- **Given exercise A**
Reproduce word for word the rows from the line containing "Please drop a marker on the man's hand" through the last row.

- **Selection**
•••••

# R.D. Sharma Solutions Class 9th: Ch 13 Linear Equations in Two Variables MCQ's

#### Chapter 13 Linear Equations in Two Variables R.D. Sharma Solutions for Class 9th MCQ's

**Exercise 13.3**

1. If (4, 19) is a solution of the equation y = ax + 3, then a=

(a) 3

(b) 4

(c) 5

(d) 6

**Solution**

We are given (4,19)as the solution of equation.

y = ax+3

Substituting x= 4 and y= 19, we get

19 = 4a+3

⇒ 4a=19-3

⇒ 4a=16

⇒ a=4

Therefore, the correct answer is (b).

2. If (a, 4) lies on the graph of 3x + y = 10, then the value of a is

(a) 3

(b) 1

(c) 3

(d) 4

**Solution**

We are given (a, 4) lies on the graph of linear equation 3x+ y= 10.

So, the given co-ordinates are the solution of the equation 3x+ y= 10.

•••••

- **Stored records**
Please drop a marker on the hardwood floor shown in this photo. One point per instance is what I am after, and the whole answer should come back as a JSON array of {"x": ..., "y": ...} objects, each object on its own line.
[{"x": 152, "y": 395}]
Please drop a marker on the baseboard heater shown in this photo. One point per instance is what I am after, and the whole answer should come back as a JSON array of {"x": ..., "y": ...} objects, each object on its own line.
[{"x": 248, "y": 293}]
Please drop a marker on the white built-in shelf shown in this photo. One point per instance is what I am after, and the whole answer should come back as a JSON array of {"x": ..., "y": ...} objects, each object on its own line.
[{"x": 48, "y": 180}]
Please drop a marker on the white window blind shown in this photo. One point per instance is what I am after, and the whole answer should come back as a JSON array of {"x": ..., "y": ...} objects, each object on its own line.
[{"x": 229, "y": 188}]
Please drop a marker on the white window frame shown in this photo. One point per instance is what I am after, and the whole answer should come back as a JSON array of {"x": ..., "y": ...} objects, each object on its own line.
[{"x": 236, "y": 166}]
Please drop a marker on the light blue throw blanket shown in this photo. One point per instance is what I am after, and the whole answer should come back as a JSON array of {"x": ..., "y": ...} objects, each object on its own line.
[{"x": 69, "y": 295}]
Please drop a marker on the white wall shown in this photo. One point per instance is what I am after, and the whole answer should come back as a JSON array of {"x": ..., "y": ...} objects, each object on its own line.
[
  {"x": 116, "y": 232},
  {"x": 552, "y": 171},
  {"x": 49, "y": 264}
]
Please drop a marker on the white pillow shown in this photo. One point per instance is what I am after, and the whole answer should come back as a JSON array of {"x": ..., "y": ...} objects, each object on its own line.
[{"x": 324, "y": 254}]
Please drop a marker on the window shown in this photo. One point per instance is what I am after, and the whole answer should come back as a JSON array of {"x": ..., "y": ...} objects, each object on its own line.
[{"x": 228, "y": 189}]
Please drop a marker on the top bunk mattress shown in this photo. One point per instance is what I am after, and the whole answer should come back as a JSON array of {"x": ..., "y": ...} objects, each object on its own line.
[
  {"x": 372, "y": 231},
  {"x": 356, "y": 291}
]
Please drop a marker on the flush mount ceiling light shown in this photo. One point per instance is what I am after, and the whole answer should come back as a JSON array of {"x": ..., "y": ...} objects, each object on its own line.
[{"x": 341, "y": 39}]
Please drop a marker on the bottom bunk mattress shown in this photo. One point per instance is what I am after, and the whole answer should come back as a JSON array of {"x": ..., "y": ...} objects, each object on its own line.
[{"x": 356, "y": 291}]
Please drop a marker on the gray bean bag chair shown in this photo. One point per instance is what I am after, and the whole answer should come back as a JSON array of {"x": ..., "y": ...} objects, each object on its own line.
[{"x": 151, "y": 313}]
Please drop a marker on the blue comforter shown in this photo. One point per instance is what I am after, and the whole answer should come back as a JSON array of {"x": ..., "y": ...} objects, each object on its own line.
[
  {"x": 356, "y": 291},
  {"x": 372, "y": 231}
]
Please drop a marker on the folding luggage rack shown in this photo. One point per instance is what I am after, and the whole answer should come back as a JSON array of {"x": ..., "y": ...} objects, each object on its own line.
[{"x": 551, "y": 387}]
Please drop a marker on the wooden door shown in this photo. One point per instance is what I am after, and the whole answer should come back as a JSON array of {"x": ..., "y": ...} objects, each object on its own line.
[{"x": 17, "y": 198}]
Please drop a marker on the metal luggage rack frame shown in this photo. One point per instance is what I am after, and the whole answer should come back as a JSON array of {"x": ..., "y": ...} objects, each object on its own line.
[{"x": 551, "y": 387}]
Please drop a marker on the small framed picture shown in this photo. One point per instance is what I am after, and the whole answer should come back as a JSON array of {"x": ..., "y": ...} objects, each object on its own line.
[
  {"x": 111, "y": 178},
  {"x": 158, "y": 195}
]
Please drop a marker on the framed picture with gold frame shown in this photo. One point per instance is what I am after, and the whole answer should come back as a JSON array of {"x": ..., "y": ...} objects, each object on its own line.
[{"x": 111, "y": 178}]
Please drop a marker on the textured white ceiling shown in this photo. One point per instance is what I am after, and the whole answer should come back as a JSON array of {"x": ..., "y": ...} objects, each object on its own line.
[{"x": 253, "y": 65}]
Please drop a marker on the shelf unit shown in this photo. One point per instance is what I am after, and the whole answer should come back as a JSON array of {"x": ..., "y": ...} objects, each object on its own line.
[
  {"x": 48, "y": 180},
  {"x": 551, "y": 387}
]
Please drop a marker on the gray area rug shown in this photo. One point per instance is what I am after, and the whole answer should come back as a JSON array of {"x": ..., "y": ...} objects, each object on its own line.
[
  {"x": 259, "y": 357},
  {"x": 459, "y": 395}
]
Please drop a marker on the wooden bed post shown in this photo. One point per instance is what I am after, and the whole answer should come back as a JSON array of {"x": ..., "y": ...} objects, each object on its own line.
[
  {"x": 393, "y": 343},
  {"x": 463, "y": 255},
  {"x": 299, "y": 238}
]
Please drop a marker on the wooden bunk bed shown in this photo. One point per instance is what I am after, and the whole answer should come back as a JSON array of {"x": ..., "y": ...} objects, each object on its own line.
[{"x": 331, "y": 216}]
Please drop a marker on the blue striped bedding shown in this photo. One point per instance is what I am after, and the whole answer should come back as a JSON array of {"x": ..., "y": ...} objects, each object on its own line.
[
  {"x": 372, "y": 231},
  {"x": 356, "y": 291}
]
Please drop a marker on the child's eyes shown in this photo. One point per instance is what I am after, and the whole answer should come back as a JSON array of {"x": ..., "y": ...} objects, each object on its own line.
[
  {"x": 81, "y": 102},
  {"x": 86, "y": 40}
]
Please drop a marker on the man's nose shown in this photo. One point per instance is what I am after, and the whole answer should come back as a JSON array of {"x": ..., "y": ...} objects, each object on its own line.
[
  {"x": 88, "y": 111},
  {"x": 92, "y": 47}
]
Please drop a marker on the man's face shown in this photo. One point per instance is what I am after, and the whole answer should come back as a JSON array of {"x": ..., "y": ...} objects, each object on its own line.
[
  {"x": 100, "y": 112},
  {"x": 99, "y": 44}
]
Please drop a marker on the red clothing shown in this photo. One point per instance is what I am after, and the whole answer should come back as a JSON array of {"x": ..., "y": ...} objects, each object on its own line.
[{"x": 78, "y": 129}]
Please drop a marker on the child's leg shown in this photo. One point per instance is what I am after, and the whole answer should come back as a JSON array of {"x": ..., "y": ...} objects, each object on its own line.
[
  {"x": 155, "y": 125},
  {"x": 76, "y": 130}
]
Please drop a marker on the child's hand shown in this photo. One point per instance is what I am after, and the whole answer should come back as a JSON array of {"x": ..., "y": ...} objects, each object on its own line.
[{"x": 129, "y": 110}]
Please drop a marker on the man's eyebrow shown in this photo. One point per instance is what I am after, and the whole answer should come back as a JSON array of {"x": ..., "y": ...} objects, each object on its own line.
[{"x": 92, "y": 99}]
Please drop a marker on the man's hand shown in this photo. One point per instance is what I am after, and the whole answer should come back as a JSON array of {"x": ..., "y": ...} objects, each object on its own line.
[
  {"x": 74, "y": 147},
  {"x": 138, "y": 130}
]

•••••

- **Given exercise B**
Translate the sentence "Therefore, the correct answer is (b)." from the linear equations solutions into Spanish.

- **Problem solution A**
Please drop a marker on the man's hand shown in this photo. One point per instance is what I am after, and the whole answer should come back as a JSON array of {"x": ..., "y": ...} objects, each object on its own line.
[
  {"x": 74, "y": 147},
  {"x": 138, "y": 130}
]

- **Problem solution B**
Por lo tanto, la respuesta correcta es (b).